- TASK STATEMENT
Type out the entries again, keeping every word unchanged.

►

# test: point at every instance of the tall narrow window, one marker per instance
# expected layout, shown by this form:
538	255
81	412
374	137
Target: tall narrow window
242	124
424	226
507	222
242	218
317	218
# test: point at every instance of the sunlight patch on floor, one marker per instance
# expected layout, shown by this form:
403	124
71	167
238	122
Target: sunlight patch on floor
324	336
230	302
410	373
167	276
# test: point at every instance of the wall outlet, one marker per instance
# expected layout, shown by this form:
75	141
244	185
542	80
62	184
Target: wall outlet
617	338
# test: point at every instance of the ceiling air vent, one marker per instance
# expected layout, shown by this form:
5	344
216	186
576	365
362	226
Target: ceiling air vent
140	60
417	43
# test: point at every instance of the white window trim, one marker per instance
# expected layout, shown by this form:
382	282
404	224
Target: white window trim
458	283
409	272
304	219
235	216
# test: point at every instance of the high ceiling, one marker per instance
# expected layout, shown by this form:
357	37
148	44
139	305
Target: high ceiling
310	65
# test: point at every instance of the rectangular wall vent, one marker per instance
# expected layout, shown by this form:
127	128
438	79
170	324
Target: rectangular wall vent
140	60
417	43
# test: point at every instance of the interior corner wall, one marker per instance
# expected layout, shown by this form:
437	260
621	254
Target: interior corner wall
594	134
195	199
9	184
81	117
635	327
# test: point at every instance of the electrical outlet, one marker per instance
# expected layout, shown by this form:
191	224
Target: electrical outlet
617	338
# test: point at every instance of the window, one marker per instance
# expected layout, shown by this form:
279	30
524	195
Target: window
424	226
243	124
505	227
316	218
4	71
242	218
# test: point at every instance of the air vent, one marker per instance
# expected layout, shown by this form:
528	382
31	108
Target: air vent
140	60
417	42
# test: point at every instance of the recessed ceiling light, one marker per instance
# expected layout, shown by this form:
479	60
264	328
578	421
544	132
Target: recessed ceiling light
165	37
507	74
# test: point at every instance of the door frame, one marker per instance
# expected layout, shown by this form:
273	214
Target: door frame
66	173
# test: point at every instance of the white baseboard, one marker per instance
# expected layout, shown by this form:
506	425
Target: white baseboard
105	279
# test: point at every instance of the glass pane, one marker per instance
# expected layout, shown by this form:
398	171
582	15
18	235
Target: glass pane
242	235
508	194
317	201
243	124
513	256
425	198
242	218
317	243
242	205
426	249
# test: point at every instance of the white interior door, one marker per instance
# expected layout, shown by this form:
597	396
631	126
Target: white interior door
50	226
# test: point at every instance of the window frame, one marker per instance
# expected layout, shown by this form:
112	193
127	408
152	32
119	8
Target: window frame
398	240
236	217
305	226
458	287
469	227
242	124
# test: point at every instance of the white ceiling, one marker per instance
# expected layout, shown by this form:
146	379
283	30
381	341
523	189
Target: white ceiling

◄

- RESULT OF THIS EXERCISE
# test: point at every instance of the tall narrow window, one marker per instance
# expected layout, shown by this form:
538	255
81	412
374	137
Target: tall narrow window
242	124
424	226
507	222
242	218
317	218
# test: point at every instance of the sunlight patch on floor, one marker per instance
# expected layout, shown by this form:
403	124
71	167
238	122
Target: sunlight patch on floor
324	336
230	302
410	373
167	276
# test: point at every instance of the wall outlet, one marker per instance
# expected layout, shown by this form:
75	141
244	185
542	80
62	184
Target: wall outlet
617	338
# test: point at every instance of the ceiling air vent, one marker per instance
# expected layout, shown by this form:
5	344
216	186
576	365
362	226
Target: ceiling air vent
140	60
417	43
# test: point at every instance of the white window trim, one marker per instance
# expected layout, shown by this form:
382	282
404	224
Target: white window trim
458	283
409	272
304	219
235	216
# test: point at every instance of the high ceiling, one marker per instance
# expected layout, shown by this form:
357	37
148	44
139	305
Target: high ceiling
310	65
# test: point at every instance of the rectangular wall vent, one marker per instance
# expected layout, shown by this form:
127	128
438	79
170	324
Target: rectangular wall vent
140	60
417	43
# test: point at every instance of the interior corner wall, one marker per instance
# expected layout, shown by this form:
437	260
621	254
Target: interior corner wall
594	134
195	199
9	184
81	117
635	327
# test: point at every instance of the electrical outlet, one marker per instance
# expected layout, shown by this form:
191	224
Target: electrical outlet
617	338
# test: point at every instance of the window, one marker per instance
# expected layout, shown by this form:
279	30
524	195
Target: window
424	226
243	124
505	227
316	218
4	71
242	218
# test: point at every instance of the air vent, one marker per instance
# expected layout, shown by this form:
528	382
31	108
Target: air vent
140	60
417	42
# test: point at every instance of the recessed ceiling light, one marker per instance
# expected layout, shown by this form:
479	60
264	328
578	421
544	132
Target: recessed ceiling light
165	37
507	74
# test: point at every instance of the door frame, one marker per instance
# expected layout, shown by this form:
273	214
Target: door frame
66	173
# test: point at every instance of the white baseboard, one marker per instance
# expected layout, shown by this form:
506	425
Target: white baseboard
105	279
# test: point at every instance of the glass pane, one marker per instance
# expected layout, shown by this form:
398	171
582	15
18	235
Target: glass pane
242	235
508	194
317	201
243	124
513	256
425	198
242	218
317	243
242	205
426	249
# test: point at every instance of the white interior door, one marker per instance
# expected layout, shown by this form:
597	396
631	126
Target: white interior door
50	226
# test: point at every instance of the window frame, one marker per instance
# expected layout, shown by this form:
112	193
127	408
152	32
119	8
Target: window frame
398	240
236	217
305	226
458	287
469	227
242	124
# test: point at every instance of the white ceiling, one marker per instance
# expected layout, shown by this form:
146	379
283	30
381	341
523	189
Target: white ceiling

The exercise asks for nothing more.